Raw data:
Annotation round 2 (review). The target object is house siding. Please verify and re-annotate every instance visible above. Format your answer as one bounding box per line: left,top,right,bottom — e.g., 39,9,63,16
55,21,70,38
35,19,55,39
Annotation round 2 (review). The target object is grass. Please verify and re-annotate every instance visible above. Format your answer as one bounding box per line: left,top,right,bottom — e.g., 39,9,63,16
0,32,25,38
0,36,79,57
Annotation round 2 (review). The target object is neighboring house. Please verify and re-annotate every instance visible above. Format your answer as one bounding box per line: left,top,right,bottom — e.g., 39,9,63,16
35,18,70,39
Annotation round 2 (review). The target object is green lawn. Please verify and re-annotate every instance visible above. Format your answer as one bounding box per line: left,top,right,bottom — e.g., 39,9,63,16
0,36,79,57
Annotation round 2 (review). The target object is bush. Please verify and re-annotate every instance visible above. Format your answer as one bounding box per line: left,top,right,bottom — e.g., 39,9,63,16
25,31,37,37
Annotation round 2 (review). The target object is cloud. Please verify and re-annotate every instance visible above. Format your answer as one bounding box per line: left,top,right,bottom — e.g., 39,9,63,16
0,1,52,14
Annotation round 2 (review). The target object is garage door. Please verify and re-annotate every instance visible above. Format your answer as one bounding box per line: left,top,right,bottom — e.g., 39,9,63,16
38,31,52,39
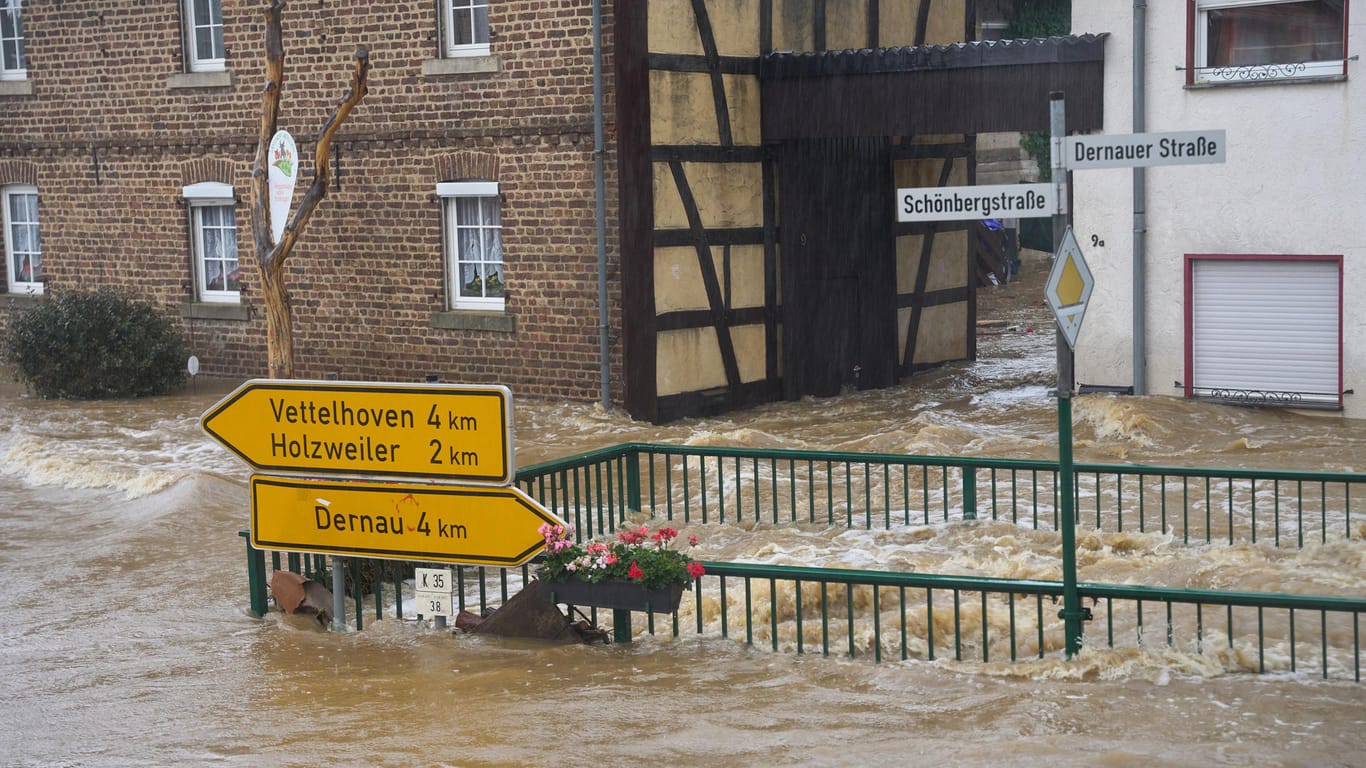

What you are asked to do: Turn every line of the items above into a numbered list. Skip any blank lines and leave out any pictures.

Result:
1. Annotation round 2 (review). The target object is house siding. Please verify and re-annotate every instance visible above. Format your answer as one bounding box per line: left,top,right,bottom — e.g., 39,9,63,16
2. 55,21,70,38
3. 35,19,55,39
4. Annotation round 2 (review). The target object is grass. Please verify and re-annotate every instance visible above. Format your answer as one bounding box per line: left,top,right,bottom — e.g., 39,9,63,16
5. 0,32,25,38
6. 0,36,79,57
7. Annotation round 2 (review). The target object is neighboring house. Please verify and re-annotate every instance visible above. Format your answer as one bounding box per line: left,top,right,bottom — e.g., 39,9,63,16
8. 35,18,70,39
9. Annotation round 2 (review). The target object is green lawn. Please verify and re-annotate every instance visible above. Format your answer as one bounding box per line: left,top,right,bottom — e.g., 39,9,63,16
10. 0,36,79,57
11. Annotation round 2 (review). The target object is bush. Please verify and re-annotate every instance visible above. Format your answer as one bounding box per line: left,top,right,bottom — e.g., 39,9,63,16
12. 25,31,37,37
13. Annotation round 2 (review). The target object is cloud. Please verify and re-annotate every instance visible above. Format your answer as one bounding box per line: left,top,right,bottom — e.g., 39,9,63,16
14. 0,1,52,14
15. Annotation round 2 (review). The target object is garage door. Please verify and re-annotate every instance visible above. Format your answer as one bounding box per line: left,top,right,bottom — e.g., 39,9,63,16
16. 38,31,52,39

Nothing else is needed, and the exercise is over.